— begin THE RECORDS —

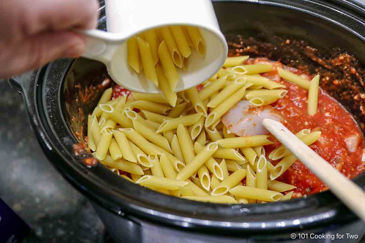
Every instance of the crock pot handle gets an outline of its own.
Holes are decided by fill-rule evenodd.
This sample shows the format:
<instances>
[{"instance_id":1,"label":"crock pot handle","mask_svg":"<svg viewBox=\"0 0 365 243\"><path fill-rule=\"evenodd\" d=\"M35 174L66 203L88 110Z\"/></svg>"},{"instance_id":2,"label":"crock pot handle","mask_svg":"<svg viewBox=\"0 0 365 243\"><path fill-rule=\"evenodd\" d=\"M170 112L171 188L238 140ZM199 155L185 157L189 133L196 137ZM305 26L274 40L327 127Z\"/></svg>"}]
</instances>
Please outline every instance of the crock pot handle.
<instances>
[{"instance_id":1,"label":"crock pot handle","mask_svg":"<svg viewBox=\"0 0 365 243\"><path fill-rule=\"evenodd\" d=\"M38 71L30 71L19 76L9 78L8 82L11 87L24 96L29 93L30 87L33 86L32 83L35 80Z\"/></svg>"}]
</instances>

— end THE RECORDS —
— begin THE RECORDS —

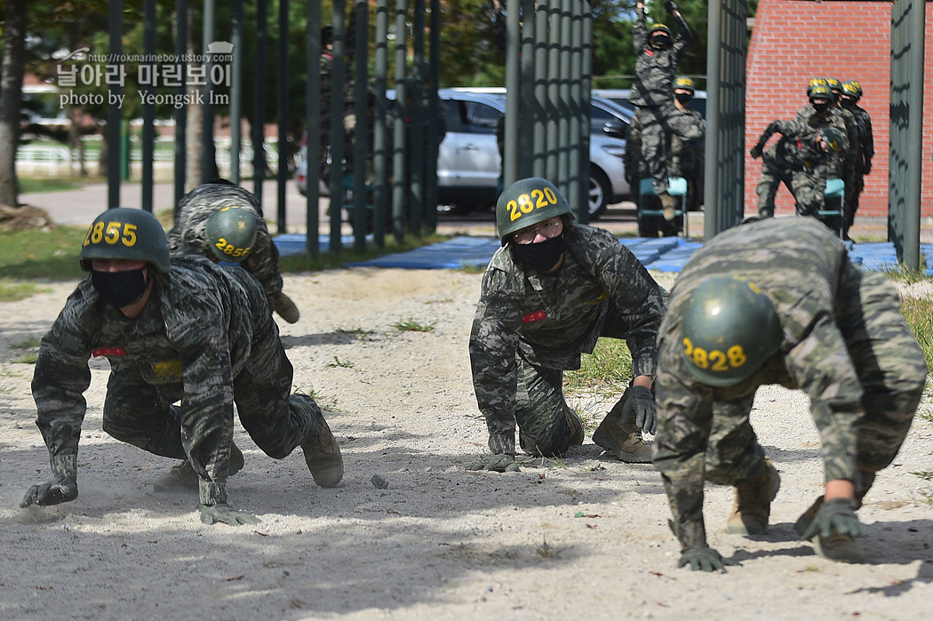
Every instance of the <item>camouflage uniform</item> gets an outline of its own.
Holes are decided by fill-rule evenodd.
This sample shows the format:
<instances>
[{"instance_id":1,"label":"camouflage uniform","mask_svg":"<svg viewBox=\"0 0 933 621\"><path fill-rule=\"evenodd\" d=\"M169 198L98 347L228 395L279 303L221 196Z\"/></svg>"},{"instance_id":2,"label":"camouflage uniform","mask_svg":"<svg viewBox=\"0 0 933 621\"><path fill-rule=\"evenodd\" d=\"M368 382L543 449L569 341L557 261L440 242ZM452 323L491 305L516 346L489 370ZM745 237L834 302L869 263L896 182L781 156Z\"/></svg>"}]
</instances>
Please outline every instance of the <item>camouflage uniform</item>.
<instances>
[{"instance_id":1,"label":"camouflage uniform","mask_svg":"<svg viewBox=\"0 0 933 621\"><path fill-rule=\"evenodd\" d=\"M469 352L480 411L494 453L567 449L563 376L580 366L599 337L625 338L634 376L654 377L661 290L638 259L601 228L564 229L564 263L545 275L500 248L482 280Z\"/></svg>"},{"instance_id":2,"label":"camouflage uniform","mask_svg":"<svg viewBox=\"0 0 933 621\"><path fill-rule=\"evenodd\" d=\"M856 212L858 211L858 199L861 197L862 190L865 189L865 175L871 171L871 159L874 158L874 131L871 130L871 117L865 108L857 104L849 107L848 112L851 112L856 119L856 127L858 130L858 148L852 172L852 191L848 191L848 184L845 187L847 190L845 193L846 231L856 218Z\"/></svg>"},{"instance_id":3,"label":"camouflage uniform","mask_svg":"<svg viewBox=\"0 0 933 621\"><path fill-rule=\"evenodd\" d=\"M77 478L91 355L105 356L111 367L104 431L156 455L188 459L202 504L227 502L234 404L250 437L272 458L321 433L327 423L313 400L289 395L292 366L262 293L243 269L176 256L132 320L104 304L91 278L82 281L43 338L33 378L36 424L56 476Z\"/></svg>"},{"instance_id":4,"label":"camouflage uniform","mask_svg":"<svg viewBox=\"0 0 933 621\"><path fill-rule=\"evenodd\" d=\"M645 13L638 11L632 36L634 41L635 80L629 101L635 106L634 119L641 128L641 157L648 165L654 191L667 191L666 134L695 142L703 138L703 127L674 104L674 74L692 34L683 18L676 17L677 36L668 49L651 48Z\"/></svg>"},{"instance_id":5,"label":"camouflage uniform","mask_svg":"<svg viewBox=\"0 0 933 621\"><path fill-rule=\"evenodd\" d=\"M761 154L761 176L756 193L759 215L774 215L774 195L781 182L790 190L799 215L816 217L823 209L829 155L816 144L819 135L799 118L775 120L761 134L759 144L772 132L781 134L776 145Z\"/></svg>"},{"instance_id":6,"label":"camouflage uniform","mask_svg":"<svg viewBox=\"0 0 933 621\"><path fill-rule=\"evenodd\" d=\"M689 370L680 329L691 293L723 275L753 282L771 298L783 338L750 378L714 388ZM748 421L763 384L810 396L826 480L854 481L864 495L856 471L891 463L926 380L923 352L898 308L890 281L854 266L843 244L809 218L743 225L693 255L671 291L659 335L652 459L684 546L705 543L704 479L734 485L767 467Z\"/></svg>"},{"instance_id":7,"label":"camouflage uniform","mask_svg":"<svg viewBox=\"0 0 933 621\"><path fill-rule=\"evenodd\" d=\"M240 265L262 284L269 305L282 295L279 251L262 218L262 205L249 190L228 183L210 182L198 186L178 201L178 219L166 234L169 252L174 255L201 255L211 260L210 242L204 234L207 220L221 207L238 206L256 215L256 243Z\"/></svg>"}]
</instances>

— end THE RECORDS —
— begin THE RECORDS —

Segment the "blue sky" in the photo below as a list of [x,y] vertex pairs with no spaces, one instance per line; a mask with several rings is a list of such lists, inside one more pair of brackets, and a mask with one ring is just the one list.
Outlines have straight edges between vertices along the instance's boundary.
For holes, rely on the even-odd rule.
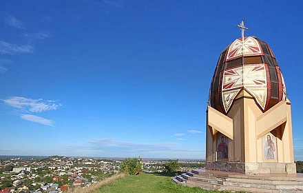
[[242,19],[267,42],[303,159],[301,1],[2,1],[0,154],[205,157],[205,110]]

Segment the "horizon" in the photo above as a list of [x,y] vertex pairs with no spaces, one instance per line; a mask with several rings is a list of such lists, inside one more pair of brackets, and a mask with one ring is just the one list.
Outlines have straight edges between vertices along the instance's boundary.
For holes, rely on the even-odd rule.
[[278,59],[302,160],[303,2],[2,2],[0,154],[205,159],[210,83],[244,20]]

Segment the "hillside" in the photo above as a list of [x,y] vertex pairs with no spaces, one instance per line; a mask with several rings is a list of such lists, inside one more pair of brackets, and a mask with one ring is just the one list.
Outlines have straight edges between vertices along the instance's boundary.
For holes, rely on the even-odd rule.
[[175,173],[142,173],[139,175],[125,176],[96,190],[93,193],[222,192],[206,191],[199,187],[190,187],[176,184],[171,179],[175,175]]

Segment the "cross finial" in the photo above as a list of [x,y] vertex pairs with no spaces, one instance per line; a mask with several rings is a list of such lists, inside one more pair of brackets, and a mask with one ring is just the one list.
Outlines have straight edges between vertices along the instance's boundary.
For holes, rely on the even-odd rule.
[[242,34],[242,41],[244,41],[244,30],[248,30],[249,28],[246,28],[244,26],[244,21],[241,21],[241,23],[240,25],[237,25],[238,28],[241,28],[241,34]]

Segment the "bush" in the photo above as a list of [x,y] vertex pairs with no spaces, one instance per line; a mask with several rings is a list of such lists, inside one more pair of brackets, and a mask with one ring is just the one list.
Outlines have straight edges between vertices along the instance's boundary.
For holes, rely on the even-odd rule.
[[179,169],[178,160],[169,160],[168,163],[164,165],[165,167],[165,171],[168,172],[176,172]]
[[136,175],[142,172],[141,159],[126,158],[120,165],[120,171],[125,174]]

— end THE RECORDS —

### TASK
Find every line in the material above that contains the string "list", matching case exactly, and copy each of those lines.

### WORKED SOLUTION
Segment the "blue sky" in the photo below as a list of [x,y] vertex pairs with no spaces, one instance per line; a mask with several rings is a list of such lists, inside one more pair of brackets, and a mask with one ring is just the one list.
Segment the "horizon" in the photo above as a list of [x,y] vertex pairs with no spaces, one instance per line; a mask with several rings is a list of such lists, inside one more pair of brackets, and a mask with one ring is just the one list.
Segment the "hillside" in the photo above as a list of [x,y] vertex pairs with no spaces, one instance per line; a mask with several rings is a list of such lists, inside one more pair of brackets, and a mask with one ring is just the one list.
Segment the "cross finial" in the photo above as a list of [x,y] vertex pairs with no spaces, one instance per line; a mask with several rings is a list of such lists, inside one more pair of brackets, and a mask with one ring is just the one list.
Segment the "bush" in the photo above as a list of [x,y] vertex pairs with no spaces, one instance per line; a mask with several rings is a list of such lists, inside one more pair of brackets, and a mask with one ring is just the one list.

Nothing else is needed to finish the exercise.